Reproduce all the data verbatim.

##### Data records #####

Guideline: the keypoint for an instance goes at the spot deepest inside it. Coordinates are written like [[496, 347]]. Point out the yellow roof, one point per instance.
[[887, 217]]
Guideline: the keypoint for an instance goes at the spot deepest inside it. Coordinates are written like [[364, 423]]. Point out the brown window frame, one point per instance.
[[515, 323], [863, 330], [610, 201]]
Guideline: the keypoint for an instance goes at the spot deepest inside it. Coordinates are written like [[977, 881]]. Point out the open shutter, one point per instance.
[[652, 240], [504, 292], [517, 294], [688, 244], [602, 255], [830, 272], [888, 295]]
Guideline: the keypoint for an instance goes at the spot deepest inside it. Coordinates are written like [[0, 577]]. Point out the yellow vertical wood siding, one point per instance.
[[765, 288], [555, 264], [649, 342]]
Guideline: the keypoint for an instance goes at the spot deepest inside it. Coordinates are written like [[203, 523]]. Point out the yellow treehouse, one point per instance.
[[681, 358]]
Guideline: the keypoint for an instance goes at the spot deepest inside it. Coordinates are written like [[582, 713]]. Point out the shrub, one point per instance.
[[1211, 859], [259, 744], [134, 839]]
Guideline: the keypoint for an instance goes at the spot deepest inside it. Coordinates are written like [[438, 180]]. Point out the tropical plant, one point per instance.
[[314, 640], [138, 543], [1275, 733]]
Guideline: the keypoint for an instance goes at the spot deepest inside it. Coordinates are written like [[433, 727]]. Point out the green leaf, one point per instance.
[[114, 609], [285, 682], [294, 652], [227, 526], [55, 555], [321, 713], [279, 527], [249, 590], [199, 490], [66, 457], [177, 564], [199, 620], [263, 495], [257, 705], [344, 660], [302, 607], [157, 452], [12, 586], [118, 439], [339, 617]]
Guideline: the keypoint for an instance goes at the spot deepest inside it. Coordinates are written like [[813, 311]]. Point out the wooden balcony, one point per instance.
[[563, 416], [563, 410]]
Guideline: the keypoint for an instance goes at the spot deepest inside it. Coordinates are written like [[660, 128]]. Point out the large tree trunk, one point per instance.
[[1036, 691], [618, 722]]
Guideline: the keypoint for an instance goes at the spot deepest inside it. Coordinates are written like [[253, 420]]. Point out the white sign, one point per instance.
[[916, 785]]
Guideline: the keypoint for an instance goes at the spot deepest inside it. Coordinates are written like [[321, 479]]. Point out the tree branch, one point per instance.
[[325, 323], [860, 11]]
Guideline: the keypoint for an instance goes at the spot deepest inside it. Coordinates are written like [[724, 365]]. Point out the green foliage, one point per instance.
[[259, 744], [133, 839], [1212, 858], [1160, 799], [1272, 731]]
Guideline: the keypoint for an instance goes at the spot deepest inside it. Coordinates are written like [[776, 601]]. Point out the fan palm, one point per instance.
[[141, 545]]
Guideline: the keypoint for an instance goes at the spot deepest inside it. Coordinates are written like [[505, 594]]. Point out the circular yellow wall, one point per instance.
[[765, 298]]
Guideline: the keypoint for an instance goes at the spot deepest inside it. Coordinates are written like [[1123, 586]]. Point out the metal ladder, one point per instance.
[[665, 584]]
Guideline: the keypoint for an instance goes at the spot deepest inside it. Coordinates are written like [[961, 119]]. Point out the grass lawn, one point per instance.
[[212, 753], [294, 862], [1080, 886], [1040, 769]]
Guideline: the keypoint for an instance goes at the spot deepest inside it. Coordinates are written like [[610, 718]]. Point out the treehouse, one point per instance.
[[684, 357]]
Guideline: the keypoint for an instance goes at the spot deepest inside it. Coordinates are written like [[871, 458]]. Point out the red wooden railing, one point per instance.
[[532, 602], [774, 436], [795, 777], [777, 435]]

#####

» **Exercise solution**:
Guideline: the keypoint for an instance goes at the spot deepest inside it. Coordinates are written like [[496, 347]]. Point out the yellow roof, one point per instance.
[[887, 217]]
Guideline: the keypoint for an instance goes at the spot deepest inside it. Coordinates are written like [[364, 423]]. Point out the brown window frame, one point per instance.
[[515, 323], [863, 330], [610, 201]]
Guideline: the keypoint for an instance goes at the spot deepest inside it. Coordinates are written like [[977, 881]]. Point out the open shutter, one point per instance.
[[652, 240], [504, 292], [517, 294], [688, 244], [602, 255], [830, 272], [888, 295]]
Guideline: the keypoint for an instance goes at the spot deepest inside it. Coordinates are written like [[0, 577]]. Point out the yellow vertical wood siding, one point per instance.
[[765, 288], [555, 264], [649, 342]]
Guideline: the keypoint for an instance goes at the spot deepest inside it. Coordinates are written like [[203, 523]]. Point out the yellow treehouse, one point per instance.
[[681, 358]]
Guideline: the keypoint for an instance goes at the spot deepest inside it. Coordinates are written like [[582, 713]]. Point out the shrub, one point per instance.
[[1211, 859], [259, 744], [134, 839]]
Guideline: the keypoint for an instance goes at the spot deepest inside it. Coordinates are written like [[438, 180]]. Point out the tropical plant, one point per instance.
[[314, 640], [138, 543], [1275, 733]]
Guideline: the keypoint for an instance goes at the spot deepest inside it. Coordinates are written like [[433, 727]]. Point out the green leaf, one point per instance.
[[114, 609], [285, 682], [294, 652], [227, 526], [55, 555], [321, 713], [279, 527], [249, 590], [199, 490], [66, 457], [177, 564], [199, 620], [263, 495], [257, 705], [344, 660], [302, 607], [157, 452], [12, 586], [118, 439], [339, 617]]
Guideline: the keypoint for an instance goes at the spot deepest inside it. Coordinates are written like [[813, 311]]. Point out the wooden balcony, one point per instance.
[[563, 416], [563, 410]]
Guideline: the keypoint for an instance goes at the spot deepest inside it. Coordinates are written like [[660, 128]]. Point out the large tree trunk, one point per instance.
[[1036, 691], [618, 722]]
Guideline: the keypoint for an instance goes at the spot deepest inside it. Coordinates are written like [[253, 420]]. Point out the white sign, one point per instance.
[[916, 785]]
Guideline: the keypoint for an instance goes at the spot deepest inside it. Coordinates are written like [[321, 479]]. Point out the tree branch, one point per instance.
[[325, 323], [860, 11]]
Guideline: the keypoint for an instance goes at the spot deepest inside it. Coordinates are written like [[724, 365]]. Point out the green foliage, one point per instance.
[[259, 744], [133, 839], [1212, 858], [1160, 799], [1272, 731]]
Guideline: the keypoint for an instance goes at the spot deepest inside it. Coordinates are written like [[776, 601]]. Point out the fan palm, one point per instance.
[[141, 545]]
Guideline: the keypoint for an instance goes at the spot deepest inside it. Coordinates are written like [[505, 594]]. Point out the circular yellow wall, one point per instance.
[[765, 298]]
Guideline: the keypoint for an instance goes at the spot deepest inside it. Coordinates are written like [[1123, 586]]. Point out the metal ladder, one point per instance.
[[665, 584]]
Guideline: the keypoint for an instance goes at the spot deepest inside it. Coordinates are written like [[961, 119]]. Point out the grass lawn, one point per instance.
[[212, 753], [294, 862], [1080, 886], [1040, 769]]
Guideline: the keypoint for an instance goes at the spot deepest inside it. Coordinates are written like [[610, 718]]. Point out the treehouse, one point per instance.
[[684, 357]]
Guideline: the keypoint for an instance goes at the spot deepest inside it. Coordinates are written like [[871, 458]]. Point out the red wooden railing, one point per instance.
[[532, 602], [774, 436], [795, 777], [777, 435]]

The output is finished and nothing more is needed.